Extract
** START **

# Halo Sight **** Burris Fastfire for hunting?



## Bowbenderman (Aug 17, 2013)

Ruger Super Redhawk 454,  anyone use a burris fastfire for hunting?  How do you mount it on a ruger with the cut-outs on a ruger for scope mounting?


----------



## frankwright (Aug 17, 2013)

Weigand makes a mount that fastens to the cutouts and then allows you to use almost any scope or red dot.
http://www.jackweigand.com/Redhawk_Blackhawk_Bisley_Hunter.html

I have been using one on my Redhawk with a Ultradot for several years with no problems.
There may be some other options too.

I have never used a Fastfire or any other open type red dot but have used several of the tubed versions.


----------



## nickE10mm (Aug 19, 2013)

I know its not a SRH but here's the deal on my SBH Hunter...

** END **

Material supplied

** START **

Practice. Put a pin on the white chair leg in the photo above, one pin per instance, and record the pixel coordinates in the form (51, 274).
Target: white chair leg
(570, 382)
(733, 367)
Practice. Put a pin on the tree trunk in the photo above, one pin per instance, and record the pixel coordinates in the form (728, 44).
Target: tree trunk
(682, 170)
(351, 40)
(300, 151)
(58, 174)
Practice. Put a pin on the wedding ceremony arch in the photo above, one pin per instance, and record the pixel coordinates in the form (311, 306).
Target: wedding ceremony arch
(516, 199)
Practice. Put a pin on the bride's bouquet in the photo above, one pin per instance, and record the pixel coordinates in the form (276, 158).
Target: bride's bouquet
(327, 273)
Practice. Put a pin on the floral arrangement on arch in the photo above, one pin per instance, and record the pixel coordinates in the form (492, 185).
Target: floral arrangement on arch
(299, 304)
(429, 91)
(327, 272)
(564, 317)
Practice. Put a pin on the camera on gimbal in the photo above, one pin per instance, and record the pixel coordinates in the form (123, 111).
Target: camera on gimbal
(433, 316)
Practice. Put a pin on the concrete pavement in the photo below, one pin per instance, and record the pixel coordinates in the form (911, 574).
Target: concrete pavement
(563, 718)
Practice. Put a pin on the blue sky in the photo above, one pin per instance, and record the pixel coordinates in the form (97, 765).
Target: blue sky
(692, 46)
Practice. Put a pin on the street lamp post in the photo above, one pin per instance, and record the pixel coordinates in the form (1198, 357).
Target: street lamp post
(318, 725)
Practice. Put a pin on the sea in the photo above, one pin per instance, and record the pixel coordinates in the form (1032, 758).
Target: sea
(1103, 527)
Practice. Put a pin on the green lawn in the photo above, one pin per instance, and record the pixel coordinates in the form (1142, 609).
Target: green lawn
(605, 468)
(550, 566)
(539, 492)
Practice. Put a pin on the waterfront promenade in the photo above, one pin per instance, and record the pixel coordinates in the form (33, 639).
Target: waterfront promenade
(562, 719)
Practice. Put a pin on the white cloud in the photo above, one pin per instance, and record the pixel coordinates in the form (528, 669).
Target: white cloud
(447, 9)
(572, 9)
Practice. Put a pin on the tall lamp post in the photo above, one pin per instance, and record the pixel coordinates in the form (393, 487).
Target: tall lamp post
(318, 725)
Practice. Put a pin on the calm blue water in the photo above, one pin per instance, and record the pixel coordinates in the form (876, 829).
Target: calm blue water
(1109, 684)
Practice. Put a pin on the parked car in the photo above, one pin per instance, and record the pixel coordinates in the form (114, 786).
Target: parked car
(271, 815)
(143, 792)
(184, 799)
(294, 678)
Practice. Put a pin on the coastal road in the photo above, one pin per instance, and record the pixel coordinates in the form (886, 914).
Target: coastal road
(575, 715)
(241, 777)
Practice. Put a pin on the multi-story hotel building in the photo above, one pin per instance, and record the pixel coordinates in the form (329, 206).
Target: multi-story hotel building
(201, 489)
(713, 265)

** END **

Goals
**1.** Translate this sentence from the thread about mounting a Burris Fastfire into Spanish: "Weigand makes a mount that fastens to the cutouts and then allows you to use almost any scope or red dot."
**2.** Pick up the thread about mounting a Burris Fastfire right after its last line and write the next few sentences.

Exercise answers
**1.** Weigand fabrica una montura que se fija a los recortes y luego permite usar casi cualquier mira telescópica o punto rojo.

**2.**
I've been on a .44 mag kick for the last several months and will probably be using my Ruger Super Blackhawk Bisley Hunter in .44 most of this coming season.  I have a Fastfire 3 mounted to it which is AWESOME, making those intermediate-range shots (20-60y) MUCH easier to make, although I took the FF3 off a week or two ago to play with open sights for a while.  (It takes about 3 minutes to put the FF3 back onto the Ruger and minimal shots to ensure the sight is still sighted in, so I just keep the FF3 and its wrench in my .44 case so I have options).  I'll be using a warm handloaded 250-255gr WFN or Keith hardcast at 1250-1300fps which, after my recent firelapping project, allow me to get sub-1" 25y groups with OPEN SIGHTS.... Can't wait to get a deer with ol' Blackie!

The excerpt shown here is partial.